EXERCISE TASKS =
1/ In the cache coherence passage, what does the VBL signal indicate?
2/ Report each line of the entries that contains the word "vegetation".

GIVEN PASSAGE =
= = = = =

Thus, unlike the conventional MESI protocol, where a complete cache line is evicted (and invalidated) for a snoop request, the disclosed cache line sharing approach retains the data that is still modified by the current cache and invalidates only the portion of the cache line that will be written (i.e. modified) by another cache.

Another embodiment of the invention provides a new shared partial (SP) state that allows a cache to selectively retain byte lanes of a cache line with other peer caches modifying the other byte lanes. The VBL signal is used to indicate which byte strobes of the cache line contain the latest coherent data. Thus, as discussed further below, subsequent reads that overlap with the VBL signal in an ‘SP’ state result in a cache hit. In addition, subsequent write operations that overlap with the VBL signal need to inform the peer caches to invalidate the byte lanes that are about to be written and then move from an ‘SP’ state to an ‘MP’ state.

According to a further embodiment of the invention, a bus controller processes the partial ownership information and merges the data from different caches that are in the ‘MP’ state. The bus controller broadcasts the merged data to all of the peer caches so that the caches that have partial ownership of the cache line (i.e., in an MP or SP state for the indicated cache line) can update their VBL control signal and refresh the data with the latest coherent data in the system.

FIG. 1 illustrates a shared memory system 100 in which embodiments of the present invention may be employed. As shown in FIG. 1, the memory system 100 comprises a plurality of caches 110-1 through 110-N (collectively referred to herein as “caches 110”). In the embodiment of FIG. 1, one or more caches 110 is a multi-level cache comprised of, e.g., an L1 cache and an L2 cache. The caches 110 are connected by a bus 130 that is controlled by a bus controller 140. Each cache 110 has a corresponding cache controller (not shown in FIG. 1) that typically processes incoming read and write requests based on an order of arrival. Generally, bus 130 refers to the set of signals between the cache controllers (not shown in FIG. 1) and the bus controller 140 (e.g., snoop request signals, snoop response signals and data phase signals).

A shared main memory 150 is connected to the bus controller 140 by means of a bus 145. The bus 145 is used to perform a write/read operation to or from (respectively) the memory 150 in the case of a snoop response in an invalid (‘I’) state. A cache 110 may store one or more blocks of data, each of which is a copy of data stored in the main memory 150 or a modified version of data stored in main memory 150. Bus snooping is a technique used in a shared memory system, such as the shared memory system 100 of FIG. 1, to achieve coherency among the various caches 110-1 through 110-N. Generally, bus snooping requires each cache controller to monitor the bus 130 to detect an access to a memory address that might cause a cache coherency problem. Snoop requests are messages passed among the caches 110 to determine if any of the caches 110 has a copy of a desired address in the main memory 150. The snoop requests may be transmitted by the bus controller 140 to all of the caches 110 in response to read or write requests. The cache controllers associated with the caches 110 monitor the bus 130, listening for snoop requests that may cause a cache controller to invalidate its cache line. Each cache 110 responds to the snoop request with snoop responses.

= = = = =

RECORDS SHOWN =
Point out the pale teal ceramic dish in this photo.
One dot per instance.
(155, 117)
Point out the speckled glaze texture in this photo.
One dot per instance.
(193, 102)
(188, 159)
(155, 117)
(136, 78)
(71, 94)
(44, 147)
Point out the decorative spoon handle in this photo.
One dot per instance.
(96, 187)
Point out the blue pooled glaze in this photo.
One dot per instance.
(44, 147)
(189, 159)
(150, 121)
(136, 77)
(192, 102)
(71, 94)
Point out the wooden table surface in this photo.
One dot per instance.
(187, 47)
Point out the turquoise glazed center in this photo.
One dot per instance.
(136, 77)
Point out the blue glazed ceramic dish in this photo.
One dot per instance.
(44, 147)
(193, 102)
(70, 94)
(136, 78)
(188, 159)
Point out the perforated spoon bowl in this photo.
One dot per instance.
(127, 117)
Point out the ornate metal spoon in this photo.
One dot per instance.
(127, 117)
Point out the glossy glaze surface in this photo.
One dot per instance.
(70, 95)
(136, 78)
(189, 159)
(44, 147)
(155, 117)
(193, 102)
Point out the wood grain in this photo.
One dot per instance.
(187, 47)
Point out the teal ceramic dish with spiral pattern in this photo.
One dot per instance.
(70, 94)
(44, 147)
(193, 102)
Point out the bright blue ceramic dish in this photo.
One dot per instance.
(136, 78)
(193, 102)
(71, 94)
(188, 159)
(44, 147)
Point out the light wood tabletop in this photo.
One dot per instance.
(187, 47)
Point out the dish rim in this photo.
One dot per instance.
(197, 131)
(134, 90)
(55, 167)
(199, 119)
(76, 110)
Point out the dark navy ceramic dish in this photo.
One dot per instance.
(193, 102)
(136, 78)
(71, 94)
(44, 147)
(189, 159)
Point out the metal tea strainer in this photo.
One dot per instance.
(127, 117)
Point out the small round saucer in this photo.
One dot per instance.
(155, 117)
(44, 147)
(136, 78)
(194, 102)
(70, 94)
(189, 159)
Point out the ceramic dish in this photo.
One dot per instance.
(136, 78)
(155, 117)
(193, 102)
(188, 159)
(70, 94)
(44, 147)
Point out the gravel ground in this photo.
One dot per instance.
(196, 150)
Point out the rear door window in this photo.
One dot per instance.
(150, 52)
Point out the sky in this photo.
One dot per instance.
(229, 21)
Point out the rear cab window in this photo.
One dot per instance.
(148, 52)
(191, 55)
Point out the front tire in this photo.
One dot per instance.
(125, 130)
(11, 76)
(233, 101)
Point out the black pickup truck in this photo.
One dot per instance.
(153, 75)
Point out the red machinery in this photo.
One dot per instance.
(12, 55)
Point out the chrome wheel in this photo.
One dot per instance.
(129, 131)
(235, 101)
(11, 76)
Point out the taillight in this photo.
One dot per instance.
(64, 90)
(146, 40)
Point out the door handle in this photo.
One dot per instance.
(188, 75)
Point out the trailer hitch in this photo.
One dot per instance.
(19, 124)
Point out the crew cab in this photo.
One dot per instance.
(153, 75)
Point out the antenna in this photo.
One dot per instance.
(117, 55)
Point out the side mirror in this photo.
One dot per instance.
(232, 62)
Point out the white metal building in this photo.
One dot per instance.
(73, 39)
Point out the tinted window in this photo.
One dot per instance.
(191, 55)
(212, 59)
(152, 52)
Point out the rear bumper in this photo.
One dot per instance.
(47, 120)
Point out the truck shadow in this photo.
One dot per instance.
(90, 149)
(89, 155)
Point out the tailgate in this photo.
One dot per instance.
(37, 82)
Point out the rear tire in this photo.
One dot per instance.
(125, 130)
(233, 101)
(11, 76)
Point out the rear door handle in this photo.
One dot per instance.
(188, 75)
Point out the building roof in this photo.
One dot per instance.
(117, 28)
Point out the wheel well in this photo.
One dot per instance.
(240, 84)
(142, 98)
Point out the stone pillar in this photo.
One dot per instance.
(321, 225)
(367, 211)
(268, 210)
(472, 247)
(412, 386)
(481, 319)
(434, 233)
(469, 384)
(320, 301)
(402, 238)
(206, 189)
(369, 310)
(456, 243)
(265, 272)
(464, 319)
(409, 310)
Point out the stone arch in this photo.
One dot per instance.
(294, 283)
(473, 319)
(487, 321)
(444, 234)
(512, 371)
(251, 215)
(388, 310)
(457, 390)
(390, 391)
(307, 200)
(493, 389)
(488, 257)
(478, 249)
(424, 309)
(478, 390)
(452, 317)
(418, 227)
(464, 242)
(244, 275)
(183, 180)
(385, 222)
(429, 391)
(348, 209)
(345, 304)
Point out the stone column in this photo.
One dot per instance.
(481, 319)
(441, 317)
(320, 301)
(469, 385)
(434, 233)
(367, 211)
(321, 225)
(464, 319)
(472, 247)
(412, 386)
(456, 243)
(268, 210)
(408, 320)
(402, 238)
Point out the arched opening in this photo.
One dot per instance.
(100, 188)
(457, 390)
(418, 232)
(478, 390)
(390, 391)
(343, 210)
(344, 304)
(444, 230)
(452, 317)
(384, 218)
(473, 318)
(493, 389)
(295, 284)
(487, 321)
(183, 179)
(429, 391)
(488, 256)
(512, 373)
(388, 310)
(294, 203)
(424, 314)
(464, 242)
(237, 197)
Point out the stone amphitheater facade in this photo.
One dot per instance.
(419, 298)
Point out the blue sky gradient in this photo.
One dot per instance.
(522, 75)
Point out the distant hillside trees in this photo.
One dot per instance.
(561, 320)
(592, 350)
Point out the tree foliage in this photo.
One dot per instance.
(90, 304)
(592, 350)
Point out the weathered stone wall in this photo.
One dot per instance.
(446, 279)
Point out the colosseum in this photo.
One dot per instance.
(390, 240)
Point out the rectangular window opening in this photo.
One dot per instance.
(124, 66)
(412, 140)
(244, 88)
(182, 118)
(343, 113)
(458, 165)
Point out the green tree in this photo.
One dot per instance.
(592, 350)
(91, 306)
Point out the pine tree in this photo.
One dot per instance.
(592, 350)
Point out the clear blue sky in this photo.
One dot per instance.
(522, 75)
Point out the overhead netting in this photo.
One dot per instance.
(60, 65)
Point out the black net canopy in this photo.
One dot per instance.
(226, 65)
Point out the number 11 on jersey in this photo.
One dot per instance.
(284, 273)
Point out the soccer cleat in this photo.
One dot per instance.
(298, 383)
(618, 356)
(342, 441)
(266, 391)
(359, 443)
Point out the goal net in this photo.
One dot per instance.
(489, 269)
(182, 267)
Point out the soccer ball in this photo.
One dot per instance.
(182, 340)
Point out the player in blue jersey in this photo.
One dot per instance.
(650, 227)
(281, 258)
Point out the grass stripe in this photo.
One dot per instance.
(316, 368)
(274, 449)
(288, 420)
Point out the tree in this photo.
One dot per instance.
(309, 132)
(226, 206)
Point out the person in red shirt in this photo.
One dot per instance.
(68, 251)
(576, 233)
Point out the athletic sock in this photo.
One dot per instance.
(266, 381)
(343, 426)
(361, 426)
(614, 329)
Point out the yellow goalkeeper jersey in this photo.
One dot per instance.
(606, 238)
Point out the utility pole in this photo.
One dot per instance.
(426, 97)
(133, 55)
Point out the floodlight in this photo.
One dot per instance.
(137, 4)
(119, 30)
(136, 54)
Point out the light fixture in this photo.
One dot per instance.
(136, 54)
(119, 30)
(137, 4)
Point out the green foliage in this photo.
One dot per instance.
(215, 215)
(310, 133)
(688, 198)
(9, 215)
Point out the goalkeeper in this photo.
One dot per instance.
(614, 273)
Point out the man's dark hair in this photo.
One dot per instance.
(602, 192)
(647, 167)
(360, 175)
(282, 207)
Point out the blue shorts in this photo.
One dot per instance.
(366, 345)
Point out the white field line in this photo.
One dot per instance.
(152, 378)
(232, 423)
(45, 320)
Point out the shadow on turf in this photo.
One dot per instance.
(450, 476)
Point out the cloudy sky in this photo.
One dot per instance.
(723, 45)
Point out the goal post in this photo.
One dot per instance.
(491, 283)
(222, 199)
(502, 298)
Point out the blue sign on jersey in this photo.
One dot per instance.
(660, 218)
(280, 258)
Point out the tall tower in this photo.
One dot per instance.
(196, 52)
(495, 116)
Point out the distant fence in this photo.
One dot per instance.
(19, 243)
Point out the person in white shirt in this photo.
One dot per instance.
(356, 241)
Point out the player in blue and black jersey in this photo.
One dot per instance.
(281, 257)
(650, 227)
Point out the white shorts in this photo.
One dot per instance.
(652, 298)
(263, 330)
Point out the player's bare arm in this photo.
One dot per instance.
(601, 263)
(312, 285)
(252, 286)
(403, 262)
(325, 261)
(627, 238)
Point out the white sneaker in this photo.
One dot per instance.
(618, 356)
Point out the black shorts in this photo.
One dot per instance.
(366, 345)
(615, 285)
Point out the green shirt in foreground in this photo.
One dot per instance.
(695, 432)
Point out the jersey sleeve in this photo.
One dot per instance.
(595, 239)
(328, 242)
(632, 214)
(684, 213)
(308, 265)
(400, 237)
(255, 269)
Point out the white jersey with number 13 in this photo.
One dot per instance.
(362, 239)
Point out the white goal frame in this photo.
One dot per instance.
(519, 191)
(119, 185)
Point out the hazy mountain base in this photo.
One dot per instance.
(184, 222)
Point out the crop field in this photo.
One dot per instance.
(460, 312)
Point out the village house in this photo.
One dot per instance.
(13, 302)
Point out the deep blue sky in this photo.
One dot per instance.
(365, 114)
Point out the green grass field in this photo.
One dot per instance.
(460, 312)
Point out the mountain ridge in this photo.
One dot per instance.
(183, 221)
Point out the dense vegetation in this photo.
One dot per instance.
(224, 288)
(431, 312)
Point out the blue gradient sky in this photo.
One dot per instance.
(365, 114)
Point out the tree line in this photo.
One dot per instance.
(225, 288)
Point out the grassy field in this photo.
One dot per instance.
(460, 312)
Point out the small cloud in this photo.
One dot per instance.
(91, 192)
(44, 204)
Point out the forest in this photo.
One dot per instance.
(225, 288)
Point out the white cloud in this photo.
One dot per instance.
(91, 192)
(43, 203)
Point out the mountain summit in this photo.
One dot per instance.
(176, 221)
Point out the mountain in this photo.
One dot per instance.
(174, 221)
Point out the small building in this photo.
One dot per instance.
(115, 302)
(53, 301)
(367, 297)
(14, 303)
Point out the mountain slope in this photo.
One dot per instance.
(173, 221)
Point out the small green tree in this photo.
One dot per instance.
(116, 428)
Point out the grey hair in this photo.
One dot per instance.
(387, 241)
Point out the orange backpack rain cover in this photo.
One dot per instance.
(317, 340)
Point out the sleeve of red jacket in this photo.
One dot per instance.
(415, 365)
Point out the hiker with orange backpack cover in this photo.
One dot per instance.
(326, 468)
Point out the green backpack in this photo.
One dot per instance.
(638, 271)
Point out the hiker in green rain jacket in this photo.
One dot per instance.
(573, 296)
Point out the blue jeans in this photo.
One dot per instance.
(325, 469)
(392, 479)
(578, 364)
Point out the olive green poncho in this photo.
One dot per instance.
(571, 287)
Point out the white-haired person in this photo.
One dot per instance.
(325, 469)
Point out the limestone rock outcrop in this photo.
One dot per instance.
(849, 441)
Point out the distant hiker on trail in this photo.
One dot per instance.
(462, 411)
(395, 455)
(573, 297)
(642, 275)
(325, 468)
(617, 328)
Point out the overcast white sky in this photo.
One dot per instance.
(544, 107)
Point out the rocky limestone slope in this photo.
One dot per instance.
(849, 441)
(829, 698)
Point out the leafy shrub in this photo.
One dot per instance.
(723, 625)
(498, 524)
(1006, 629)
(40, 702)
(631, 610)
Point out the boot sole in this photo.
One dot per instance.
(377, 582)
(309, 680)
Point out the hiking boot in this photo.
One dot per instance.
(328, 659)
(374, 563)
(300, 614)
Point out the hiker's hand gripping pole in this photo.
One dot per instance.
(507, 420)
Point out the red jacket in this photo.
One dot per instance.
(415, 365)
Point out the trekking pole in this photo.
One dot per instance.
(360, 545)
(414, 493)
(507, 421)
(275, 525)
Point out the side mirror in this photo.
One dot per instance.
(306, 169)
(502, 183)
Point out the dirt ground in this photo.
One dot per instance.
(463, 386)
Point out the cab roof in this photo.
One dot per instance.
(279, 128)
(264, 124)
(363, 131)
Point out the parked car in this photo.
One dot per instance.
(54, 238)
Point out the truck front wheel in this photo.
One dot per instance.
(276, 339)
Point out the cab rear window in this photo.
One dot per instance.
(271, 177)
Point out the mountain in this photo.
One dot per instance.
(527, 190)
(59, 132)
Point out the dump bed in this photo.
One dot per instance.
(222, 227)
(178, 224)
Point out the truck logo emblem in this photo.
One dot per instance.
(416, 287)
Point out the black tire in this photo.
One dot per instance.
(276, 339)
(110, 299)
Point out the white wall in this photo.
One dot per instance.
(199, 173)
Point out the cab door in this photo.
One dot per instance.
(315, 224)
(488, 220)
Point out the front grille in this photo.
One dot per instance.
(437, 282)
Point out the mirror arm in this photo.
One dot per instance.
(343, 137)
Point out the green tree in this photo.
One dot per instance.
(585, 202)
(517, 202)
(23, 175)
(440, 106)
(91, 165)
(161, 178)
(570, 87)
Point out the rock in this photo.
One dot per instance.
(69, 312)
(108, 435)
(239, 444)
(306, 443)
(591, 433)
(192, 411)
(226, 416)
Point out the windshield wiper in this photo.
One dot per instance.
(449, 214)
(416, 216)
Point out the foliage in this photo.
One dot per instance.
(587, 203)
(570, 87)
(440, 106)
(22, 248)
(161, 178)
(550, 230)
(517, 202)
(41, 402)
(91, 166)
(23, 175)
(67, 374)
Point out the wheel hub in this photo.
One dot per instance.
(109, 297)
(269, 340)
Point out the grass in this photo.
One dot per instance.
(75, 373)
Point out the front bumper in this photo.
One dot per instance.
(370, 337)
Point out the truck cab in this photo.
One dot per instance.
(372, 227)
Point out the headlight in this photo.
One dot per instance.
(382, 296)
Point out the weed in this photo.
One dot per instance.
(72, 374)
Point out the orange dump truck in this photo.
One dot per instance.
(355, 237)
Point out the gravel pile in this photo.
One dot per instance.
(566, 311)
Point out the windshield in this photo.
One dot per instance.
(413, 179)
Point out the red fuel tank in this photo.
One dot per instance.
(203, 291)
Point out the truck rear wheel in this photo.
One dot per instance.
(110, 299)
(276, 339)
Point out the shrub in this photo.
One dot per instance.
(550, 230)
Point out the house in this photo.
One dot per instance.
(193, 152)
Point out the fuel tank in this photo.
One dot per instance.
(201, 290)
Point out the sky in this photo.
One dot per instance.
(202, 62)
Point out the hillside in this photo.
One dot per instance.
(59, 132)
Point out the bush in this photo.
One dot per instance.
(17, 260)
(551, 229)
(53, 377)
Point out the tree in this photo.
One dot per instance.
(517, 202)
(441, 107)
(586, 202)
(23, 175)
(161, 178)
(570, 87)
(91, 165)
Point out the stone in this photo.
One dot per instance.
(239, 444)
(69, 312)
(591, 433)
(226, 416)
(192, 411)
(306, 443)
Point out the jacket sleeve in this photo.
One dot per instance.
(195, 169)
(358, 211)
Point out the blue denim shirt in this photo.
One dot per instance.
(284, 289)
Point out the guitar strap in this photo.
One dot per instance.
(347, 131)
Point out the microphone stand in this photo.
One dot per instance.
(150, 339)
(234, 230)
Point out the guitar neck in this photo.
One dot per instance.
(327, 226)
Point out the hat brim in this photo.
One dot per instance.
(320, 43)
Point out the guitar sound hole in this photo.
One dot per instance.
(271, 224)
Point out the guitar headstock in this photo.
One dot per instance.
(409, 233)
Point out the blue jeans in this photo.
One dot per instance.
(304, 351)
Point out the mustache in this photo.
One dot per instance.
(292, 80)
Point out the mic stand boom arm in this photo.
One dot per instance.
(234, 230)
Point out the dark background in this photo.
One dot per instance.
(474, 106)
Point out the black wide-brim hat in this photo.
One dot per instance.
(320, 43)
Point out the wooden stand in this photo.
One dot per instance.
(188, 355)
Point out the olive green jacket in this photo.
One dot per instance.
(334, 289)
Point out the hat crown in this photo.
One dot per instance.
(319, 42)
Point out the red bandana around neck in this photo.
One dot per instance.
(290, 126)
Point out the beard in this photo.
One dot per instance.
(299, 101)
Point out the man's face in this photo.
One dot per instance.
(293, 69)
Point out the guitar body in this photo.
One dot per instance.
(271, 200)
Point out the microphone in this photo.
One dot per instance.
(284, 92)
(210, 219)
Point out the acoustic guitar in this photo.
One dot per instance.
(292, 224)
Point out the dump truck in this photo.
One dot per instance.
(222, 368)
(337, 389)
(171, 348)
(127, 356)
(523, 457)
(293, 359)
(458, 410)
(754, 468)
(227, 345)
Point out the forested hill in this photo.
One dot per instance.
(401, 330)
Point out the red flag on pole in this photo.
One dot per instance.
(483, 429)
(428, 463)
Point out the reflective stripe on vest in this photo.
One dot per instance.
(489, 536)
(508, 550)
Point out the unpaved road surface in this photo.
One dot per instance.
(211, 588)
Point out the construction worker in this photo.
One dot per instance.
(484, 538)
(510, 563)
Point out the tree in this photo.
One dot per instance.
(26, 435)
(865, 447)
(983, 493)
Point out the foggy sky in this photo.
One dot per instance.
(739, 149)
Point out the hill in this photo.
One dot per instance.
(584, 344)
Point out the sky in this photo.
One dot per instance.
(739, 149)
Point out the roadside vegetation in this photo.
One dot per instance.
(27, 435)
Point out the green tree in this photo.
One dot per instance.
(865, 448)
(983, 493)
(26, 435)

= = = = =

RESULTS =
1/ It indicates which byte strobes of the cache line contain the latest coherent data.

2/
Point out the dense vegetation in this photo.
Point out the roadside vegetation in this photo.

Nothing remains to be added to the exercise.